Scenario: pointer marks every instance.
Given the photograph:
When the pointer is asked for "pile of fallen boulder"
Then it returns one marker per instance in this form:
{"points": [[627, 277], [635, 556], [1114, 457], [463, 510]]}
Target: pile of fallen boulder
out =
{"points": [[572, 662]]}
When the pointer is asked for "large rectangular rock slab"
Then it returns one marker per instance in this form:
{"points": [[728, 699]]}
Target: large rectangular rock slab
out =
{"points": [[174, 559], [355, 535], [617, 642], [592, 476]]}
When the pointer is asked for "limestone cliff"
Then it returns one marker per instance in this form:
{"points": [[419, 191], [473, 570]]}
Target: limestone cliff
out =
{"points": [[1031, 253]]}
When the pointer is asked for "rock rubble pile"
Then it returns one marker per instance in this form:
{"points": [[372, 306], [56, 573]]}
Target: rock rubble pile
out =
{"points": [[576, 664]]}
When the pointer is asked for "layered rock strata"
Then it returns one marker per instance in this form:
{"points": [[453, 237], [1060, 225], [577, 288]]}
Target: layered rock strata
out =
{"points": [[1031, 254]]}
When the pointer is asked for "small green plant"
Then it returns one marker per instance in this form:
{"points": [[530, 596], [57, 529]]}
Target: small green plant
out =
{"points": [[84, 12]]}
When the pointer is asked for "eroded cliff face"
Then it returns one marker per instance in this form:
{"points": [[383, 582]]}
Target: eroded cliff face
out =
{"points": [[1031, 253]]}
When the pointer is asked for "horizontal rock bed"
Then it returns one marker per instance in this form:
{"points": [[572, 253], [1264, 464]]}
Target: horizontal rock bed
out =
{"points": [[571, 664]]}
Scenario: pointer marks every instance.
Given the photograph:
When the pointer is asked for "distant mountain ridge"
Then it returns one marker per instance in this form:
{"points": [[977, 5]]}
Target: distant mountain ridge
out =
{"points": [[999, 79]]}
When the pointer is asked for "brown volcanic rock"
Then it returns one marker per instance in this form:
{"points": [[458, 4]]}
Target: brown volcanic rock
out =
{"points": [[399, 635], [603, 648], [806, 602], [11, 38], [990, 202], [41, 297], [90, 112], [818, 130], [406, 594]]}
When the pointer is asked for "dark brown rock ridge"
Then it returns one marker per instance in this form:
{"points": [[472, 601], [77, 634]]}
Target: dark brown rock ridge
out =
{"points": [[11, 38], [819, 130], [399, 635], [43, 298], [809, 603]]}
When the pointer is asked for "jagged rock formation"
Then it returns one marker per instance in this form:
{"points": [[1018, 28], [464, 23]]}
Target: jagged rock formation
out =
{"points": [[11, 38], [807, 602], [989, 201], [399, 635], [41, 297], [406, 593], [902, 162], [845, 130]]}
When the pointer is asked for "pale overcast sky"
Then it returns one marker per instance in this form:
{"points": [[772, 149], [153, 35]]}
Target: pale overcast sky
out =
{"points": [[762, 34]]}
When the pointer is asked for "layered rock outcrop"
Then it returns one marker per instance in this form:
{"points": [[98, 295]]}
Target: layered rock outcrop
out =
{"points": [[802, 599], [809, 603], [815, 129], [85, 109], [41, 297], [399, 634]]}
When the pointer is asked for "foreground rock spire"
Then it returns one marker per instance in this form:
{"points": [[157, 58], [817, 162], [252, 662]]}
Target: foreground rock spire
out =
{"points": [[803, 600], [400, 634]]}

****************************************

### Exercise prompt
Print the listing above in full, exactly as it is.

### Answer to this task
Scenario: pointer marks every instance.
Given the photograph:
When the pointer is asked for "pile of fallen boulder"
Then it returns one marker per instance in this form:
{"points": [[627, 277], [635, 556], [1114, 457], [463, 510]]}
Target: pile of fallen boulder
out =
{"points": [[572, 662]]}
When the pointer is asked for "large rectangular rock slab"
Then it returns one marker per instance in this form:
{"points": [[728, 699]]}
Target: large rectangular rock slab
out =
{"points": [[174, 559], [355, 535], [617, 642], [592, 476]]}
When the pointer is asked for "limestone cliff"
Then it returns one marker per instance in this form:
{"points": [[419, 191], [473, 570]]}
Target: limestone cliff
out =
{"points": [[1031, 253]]}
When the pointer is asked for "rock rubble pile"
Then it returns one marker per instance in this form:
{"points": [[372, 306], [56, 573]]}
Target: rock rubble pile
out =
{"points": [[576, 664]]}
When the pointer is asked for "layered rock strata"
Then it returns one marker per instance in this form:
{"points": [[453, 237], [1060, 225], [577, 288]]}
Target: layered rock strata
out =
{"points": [[1031, 254]]}
When the pointer is asked for "small green plant"
Then it returns one marker per instance in this form:
{"points": [[530, 596], [57, 529]]}
Target: small green plant
out =
{"points": [[84, 12]]}
When the pointer is asked for "eroded cliff face"
Then it returns one marker per instance in this form:
{"points": [[383, 582]]}
Target: eroded cliff face
out =
{"points": [[1031, 253]]}
When the pointer is asked for "horizontal rock bed"
Then it returns one marker per instance in this form:
{"points": [[572, 253], [1264, 464]]}
Target: horizontal rock bed
out =
{"points": [[571, 664]]}
Scenario: pointer marks every instance.
Given the photograph:
When the pointer is asked for "distant mountain ridge"
Then it returns one marker per instance in this form:
{"points": [[977, 5]]}
Target: distant mountain ridge
out =
{"points": [[999, 79]]}
When the pointer is asked for "brown volcanic rock"
Then it returns one marker per instance in this form:
{"points": [[458, 4]]}
Target: brown volcanic rock
out =
{"points": [[399, 635], [603, 648], [806, 602], [11, 38], [990, 202], [41, 297], [90, 112], [818, 130], [406, 594]]}
When the pointer is asked for "dark brown rock ridge"
Then it returns one marker per instance in this form:
{"points": [[472, 601], [77, 634]]}
Target: dark brown rock ridge
out =
{"points": [[11, 38], [819, 130], [399, 635], [43, 298], [809, 603]]}
When the pointer is asked for "jagged rock formation"
Then it returns one marker per instance in this form:
{"points": [[1018, 28], [464, 23]]}
Target: jagged rock formation
out =
{"points": [[11, 38], [807, 602], [989, 201], [399, 635], [41, 297], [406, 593], [902, 162], [845, 130]]}
When the pointer is asked for "pale overcast sky"
Then it returns one marker per instance in this form:
{"points": [[772, 149], [153, 35]]}
Target: pale overcast sky
out =
{"points": [[762, 34]]}
When the pointer is asked for "layered rock outcrop"
Then it returns one marker per instance in this form:
{"points": [[98, 295]]}
Target: layered rock outcrop
out =
{"points": [[802, 599], [809, 603], [815, 129], [85, 109], [41, 297], [399, 634]]}
When the pointer is asked for "foreground rock spire"
Then it returns one marker per instance in this form:
{"points": [[157, 58], [817, 162], [252, 662]]}
Target: foreground rock spire
out =
{"points": [[803, 600], [400, 634]]}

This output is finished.